*** MATERIAL TO PROCESS ***

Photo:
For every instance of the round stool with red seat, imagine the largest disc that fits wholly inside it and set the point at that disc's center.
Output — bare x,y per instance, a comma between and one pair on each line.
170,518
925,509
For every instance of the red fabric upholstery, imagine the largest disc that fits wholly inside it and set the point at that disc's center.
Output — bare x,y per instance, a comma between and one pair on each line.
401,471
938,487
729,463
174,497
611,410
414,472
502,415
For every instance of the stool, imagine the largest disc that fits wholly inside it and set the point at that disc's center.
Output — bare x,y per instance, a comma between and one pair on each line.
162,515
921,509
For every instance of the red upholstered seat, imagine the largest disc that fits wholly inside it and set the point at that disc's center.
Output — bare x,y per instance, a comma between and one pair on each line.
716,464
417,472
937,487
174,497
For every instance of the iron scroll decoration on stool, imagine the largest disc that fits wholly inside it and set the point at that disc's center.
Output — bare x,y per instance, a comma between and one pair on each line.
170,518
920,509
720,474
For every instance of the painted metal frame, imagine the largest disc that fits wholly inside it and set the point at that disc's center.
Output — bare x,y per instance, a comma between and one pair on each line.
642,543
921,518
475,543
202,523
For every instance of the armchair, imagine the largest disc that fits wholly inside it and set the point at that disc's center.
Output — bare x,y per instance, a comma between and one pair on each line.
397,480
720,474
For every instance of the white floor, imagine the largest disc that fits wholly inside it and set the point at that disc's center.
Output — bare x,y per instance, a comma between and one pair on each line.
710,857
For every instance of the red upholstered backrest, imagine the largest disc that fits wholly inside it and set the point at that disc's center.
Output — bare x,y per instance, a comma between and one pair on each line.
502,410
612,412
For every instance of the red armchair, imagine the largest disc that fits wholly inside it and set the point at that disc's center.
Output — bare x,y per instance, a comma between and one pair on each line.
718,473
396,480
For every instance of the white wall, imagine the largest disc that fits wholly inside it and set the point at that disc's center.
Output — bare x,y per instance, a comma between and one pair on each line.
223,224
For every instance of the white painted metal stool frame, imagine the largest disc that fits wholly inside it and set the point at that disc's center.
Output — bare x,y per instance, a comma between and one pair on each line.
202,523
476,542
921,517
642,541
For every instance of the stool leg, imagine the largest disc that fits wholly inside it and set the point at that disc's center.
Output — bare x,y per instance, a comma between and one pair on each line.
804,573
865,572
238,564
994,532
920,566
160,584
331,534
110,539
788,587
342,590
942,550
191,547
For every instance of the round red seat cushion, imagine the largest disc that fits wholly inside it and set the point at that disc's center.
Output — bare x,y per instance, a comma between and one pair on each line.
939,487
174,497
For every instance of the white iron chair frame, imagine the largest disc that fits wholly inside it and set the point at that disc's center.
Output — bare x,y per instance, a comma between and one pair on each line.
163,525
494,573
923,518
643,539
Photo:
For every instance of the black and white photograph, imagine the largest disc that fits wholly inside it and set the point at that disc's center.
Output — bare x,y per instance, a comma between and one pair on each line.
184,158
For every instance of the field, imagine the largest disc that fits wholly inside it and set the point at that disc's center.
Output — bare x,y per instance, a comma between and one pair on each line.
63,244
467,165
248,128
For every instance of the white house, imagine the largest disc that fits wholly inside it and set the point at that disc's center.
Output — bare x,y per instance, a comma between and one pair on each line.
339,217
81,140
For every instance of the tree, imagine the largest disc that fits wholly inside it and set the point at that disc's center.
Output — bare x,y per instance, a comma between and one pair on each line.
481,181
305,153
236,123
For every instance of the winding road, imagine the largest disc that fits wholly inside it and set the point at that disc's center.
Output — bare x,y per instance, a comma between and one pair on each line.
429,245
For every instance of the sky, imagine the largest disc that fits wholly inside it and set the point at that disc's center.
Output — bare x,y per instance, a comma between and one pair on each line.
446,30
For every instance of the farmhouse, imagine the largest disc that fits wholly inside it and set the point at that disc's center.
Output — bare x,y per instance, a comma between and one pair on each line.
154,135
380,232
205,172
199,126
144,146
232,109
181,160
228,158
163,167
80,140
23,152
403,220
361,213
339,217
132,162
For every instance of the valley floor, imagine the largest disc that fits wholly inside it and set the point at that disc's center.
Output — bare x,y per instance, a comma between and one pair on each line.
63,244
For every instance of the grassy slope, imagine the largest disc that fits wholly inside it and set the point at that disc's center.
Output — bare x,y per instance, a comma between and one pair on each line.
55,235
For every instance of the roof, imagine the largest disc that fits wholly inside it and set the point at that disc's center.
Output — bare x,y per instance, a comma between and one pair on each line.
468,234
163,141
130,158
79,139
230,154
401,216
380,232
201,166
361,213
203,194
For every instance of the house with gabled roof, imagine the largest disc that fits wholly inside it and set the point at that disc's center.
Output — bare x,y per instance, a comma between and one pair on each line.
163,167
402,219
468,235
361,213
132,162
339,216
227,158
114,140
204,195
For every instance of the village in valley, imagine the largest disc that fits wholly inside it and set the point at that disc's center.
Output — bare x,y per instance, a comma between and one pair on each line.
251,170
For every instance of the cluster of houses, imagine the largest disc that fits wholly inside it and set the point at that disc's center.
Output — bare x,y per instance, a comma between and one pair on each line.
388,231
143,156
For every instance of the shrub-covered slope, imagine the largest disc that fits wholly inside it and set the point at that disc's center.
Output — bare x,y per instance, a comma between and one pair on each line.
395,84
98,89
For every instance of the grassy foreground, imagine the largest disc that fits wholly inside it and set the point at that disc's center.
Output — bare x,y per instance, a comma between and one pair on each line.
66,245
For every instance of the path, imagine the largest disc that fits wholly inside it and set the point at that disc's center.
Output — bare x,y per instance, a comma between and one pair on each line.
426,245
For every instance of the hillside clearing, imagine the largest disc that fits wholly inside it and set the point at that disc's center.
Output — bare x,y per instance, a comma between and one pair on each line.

*** End of MATERIAL TO PROCESS ***

WHAT THE TASK ASKS
Transcribe all entries exactly as they are given.

EXERCISE RESPONSE
Photo:
For every instance of the round stool with red seat, imagine the largest disc that fits wholly inside it and set the point at that disc's center.
Output — bare x,y per instance, a comma between and one pair on each line.
170,518
925,509
For every instance of the red fabric upholstery, imagine the largest disc that fits wholly inside it and set the point at that disc's center.
Output — bare x,y per instance, a comma between and one pair on each line.
401,471
938,487
729,463
174,497
611,410
414,472
502,415
For every instance of the stool, imagine the largest disc that fits wholly inside it and set the point at that disc's center.
Output — bare x,y per instance, a comma between and one pair on each line.
162,515
921,509
For every instance of the red upholstered seat, imagine the largest disc that fits wholly inside it and set the point at that disc's center.
Output — bare x,y per instance, a comma between and one pair on each line.
716,464
417,472
937,487
174,497
For every instance of the iron scroll decoration on stool, imagine the largest disc that fits wholly inside it and set the point at that disc's center.
Output — bare x,y per instance, a comma between and one pair on each line.
170,518
920,509
720,474
For every instance of the painted metal frame, imagine the largest disc that fits wholly inside it and set the point at that disc's center.
Output — bare x,y per instance, a comma between and one pair on each line.
642,543
921,518
475,543
202,523
For every instance of the armchair, imagine the largest disc that fits wholly inside it and set the point at that disc's center.
Output — bare x,y per instance, a comma between and one pair on each line.
397,480
720,474
For every instance of the white floor, imagine the largest disc that fits wholly inside it and set the point at that disc's center.
Output — bare x,y per instance, a comma between and one pair on each line.
710,857
For every instance of the red upholstered backrest, imagine the largest disc that fits wholly inside it and set the point at that disc's center.
Output — bare x,y per instance, a comma between and one pair on each line.
502,410
612,412
For every instance of the red armchair, imagine the largest disc that fits wholly inside it and set the point at that disc's center.
Output — bare x,y per instance, a comma between and one pair on each line.
718,473
396,480
For every instance of the white wall, imagine the largest disc that fits wholly inside it and set the point at that disc's center.
Output — bare x,y per instance, a comma between and one pair on each line.
223,224
For every instance of the white painted metal stool frame, imagine the largest disc that fits wholly inside it and set the point at that disc's center.
Output — bare x,y per instance, a comma between and one pair on each line.
202,523
476,542
921,517
642,541
For every instance of the stool leg, imagine the largest disc that fits wholly inside it and set the point at that disc's center.
Output — bare x,y per instance, a comma between and one pair on each line.
804,573
865,572
238,564
994,532
920,566
160,584
331,534
110,539
788,587
342,590
942,550
191,547
For every instance of the round red seat cushion, imagine the largest disc that fits wholly inside it and set the point at that disc's center.
Output — bare x,y per instance, a comma between and one pair on each line.
939,487
174,497
For every instance of the white iron chair frame, imagine the largest disc that fits wholly inside it and set the point at that disc's center.
Output — bare x,y per instance, a comma between and one pair on each line.
163,525
494,573
923,518
643,539
Photo:
For every instance of the black and white photograph, imagine the largest disc that fits wholly inside it and set the point at that disc's center.
Output — bare x,y per instance, a comma between and one pair on each line.
184,158
For every instance of the field, imagine the largest disc that fits wholly inside it and set the point at that disc's center.
Output — bare x,y per instance, a comma between and one pair on each line.
63,244
467,165
248,128
For every instance of the white house, imagine the largest disc that fits wholly inside it and set the point at that disc's center.
Output — bare x,y per instance, a comma between and one pair on each line.
339,217
81,140
For every instance of the tree, imagine the largest disc that fits wholly inside it and set the point at that disc's center.
Output — bare x,y per instance, a comma between and one pair on each line.
481,181
305,153
236,123
For every instance of the winding road, imagine the largest disc that fits wholly inside it and set the point at that disc's center.
Output — bare x,y per instance, a comma between and one pair on each line.
429,245
For every instance of the sky, imagine the largest disc that fits wholly inside it and set the point at that disc's center.
Output — bare x,y per instance, a comma between and one pair on each line.
446,30
For every instance of the farmhouse, imagine the largest disc that fits wholly inside it and set the point at that disc's center.
Output — bare x,y per instance, a comma between and one pair on each line.
154,135
380,232
205,172
199,126
144,146
232,109
181,160
228,158
163,167
80,140
23,152
403,220
361,213
339,217
132,162
For every instance of the valley floor, imagine the largest disc that fits wholly inside it and set the point at that disc's center.
Output — bare x,y per instance, a comma between and one pair on each line.
63,244
For every instance of the grassy slope, imagine the largest disc that fits wholly inside it and set the point at that disc's center.
Output — bare x,y per instance, a comma between and one pair on each line.
55,235
For every instance of the roof, imagine the largest disc that fits wholly inside it and set the point at that disc's center.
Output — bare x,y per instance, a comma between and one pair on each line.
468,234
163,141
130,158
79,139
230,154
401,216
380,232
201,166
361,213
203,194
For every instance of the house with gabled roof, imagine the largest disc that fits wholly inside it and set the point at that disc's center.
Output — bare x,y per instance, a comma between and one pair on each line.
163,167
402,219
468,235
361,213
132,162
339,216
227,158
114,140
204,195
For every instance of the village in valley, imagine the largest disc that fits wholly inside it and set the point at that disc's center.
Output — bare x,y per instance, a comma between and one pair on each line.
251,170
For every instance of the cluster of houses, imagine the largest disc that fits wholly inside it and set the point at that disc's center.
Output — bare x,y per instance, a comma between and one pair on each line.
388,231
143,156
For every instance of the shrub-covered slope, imagine the largest disc that fits wholly inside it and set the point at that disc's center.
Output — bare x,y per instance, a comma between and one pair on each line.
395,84
98,89
For every instance of the grassy foreground, imagine the largest disc that fits wholly inside it and set the point at that disc's center.
Output — bare x,y per instance, a comma between and one pair on each line.
66,245
For every instance of the path, imagine the largest disc that fits wholly inside it and set the point at that disc's center.
Output — bare x,y per instance, a comma between and one pair on each line.
426,245
For every instance of the hillside clearing, imagine the largest disc that fits wholly inside it and set the point at that disc's center.
Output — bare x,y per instance, a comma between and one pair on each line.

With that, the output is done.